** Opening DATA IN THIS EXERCISE block **

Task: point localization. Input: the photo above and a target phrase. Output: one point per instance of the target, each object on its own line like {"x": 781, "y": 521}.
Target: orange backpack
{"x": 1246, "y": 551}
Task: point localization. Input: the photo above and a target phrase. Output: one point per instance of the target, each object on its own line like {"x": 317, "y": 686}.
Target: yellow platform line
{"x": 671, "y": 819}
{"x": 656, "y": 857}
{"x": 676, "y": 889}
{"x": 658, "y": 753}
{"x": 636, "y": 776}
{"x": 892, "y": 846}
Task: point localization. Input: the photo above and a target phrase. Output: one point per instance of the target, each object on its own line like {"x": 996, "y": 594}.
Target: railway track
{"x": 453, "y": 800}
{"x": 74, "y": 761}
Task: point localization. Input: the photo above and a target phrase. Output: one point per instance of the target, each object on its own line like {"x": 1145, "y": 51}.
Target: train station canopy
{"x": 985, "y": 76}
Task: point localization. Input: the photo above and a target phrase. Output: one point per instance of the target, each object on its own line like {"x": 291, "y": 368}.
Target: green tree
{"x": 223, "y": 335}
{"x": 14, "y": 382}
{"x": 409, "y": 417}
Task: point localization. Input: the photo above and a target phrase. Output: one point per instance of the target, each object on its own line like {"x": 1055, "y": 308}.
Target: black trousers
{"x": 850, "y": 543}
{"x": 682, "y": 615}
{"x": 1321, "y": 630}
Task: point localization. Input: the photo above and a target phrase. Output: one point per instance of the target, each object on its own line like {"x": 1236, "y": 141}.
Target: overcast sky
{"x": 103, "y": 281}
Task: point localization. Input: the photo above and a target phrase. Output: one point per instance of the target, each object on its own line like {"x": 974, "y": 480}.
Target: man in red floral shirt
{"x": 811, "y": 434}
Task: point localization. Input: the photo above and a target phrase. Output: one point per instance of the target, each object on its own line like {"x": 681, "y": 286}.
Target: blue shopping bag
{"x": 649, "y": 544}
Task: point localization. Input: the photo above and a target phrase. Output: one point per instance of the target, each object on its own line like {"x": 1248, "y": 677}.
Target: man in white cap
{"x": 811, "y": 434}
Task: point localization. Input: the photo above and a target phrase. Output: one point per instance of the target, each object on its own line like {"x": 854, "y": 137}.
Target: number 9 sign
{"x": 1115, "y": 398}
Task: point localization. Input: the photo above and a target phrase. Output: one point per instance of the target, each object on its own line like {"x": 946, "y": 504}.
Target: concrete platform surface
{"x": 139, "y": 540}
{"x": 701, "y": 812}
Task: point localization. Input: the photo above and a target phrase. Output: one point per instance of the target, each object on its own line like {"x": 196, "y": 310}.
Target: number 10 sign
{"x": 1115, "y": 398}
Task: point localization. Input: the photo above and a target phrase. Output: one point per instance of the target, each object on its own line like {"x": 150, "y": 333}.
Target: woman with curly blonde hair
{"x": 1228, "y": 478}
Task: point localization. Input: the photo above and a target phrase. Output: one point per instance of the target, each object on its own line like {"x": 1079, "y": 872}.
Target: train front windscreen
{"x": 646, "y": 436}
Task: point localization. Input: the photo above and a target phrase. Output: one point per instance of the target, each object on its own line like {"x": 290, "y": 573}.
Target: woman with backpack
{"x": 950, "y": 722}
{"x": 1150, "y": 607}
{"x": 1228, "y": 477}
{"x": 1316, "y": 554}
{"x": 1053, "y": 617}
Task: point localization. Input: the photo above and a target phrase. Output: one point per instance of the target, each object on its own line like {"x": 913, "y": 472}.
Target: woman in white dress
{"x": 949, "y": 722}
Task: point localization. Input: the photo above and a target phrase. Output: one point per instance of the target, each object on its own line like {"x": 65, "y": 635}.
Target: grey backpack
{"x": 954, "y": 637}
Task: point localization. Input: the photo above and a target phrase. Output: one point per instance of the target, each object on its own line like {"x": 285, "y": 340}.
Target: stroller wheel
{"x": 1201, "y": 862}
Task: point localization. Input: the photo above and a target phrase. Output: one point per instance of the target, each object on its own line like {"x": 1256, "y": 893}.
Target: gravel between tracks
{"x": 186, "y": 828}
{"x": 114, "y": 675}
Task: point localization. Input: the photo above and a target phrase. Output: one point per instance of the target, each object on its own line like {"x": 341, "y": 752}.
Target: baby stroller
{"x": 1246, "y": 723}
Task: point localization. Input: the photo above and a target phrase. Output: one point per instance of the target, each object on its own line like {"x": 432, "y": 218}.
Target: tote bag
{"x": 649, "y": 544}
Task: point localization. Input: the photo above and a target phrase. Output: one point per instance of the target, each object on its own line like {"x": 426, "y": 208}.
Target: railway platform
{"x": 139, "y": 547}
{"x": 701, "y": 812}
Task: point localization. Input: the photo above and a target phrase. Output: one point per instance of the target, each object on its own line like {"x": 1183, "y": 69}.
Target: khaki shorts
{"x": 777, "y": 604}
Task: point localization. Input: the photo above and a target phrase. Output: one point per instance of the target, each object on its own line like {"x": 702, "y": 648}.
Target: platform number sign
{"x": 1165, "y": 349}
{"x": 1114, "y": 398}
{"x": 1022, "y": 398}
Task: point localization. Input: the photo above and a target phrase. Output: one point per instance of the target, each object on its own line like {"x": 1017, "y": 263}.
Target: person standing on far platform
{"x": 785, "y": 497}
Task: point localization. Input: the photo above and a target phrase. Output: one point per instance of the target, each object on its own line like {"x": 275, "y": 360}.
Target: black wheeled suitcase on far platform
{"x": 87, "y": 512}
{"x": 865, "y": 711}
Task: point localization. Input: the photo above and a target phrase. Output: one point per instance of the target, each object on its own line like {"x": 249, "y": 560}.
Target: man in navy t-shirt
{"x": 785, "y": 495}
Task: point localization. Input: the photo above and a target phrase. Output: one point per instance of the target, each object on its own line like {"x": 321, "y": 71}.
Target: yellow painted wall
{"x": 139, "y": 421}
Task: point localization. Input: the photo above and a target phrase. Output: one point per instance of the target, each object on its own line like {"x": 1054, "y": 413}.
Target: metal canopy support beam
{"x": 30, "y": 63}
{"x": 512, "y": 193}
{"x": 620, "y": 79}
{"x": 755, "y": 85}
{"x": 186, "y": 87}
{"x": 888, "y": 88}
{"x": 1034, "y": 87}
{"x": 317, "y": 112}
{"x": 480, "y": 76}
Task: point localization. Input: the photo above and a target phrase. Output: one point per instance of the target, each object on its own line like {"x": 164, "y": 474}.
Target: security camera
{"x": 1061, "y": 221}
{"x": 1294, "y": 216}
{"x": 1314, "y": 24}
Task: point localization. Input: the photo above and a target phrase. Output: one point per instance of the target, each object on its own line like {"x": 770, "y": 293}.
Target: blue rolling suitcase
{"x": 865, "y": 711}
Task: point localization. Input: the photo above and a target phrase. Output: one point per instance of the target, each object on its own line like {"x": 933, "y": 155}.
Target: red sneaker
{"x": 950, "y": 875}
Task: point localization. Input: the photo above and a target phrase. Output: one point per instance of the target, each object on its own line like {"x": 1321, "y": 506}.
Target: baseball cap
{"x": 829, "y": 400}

** Closing DATA IN THIS EXERCISE block **

### PROBLEM STATEMENT
Taking the line that contains "Target: red sneaker" as the first and the last line of the material as the final one, transcribe that span exactly and include nothing else.

### RESULT BELOW
Target: red sneaker
{"x": 950, "y": 875}
Task: point localization. Input: the photo above and a target phrase. Output: one point per instance of the target, each object on its own line like {"x": 1321, "y": 506}.
Target: baseball cap
{"x": 829, "y": 400}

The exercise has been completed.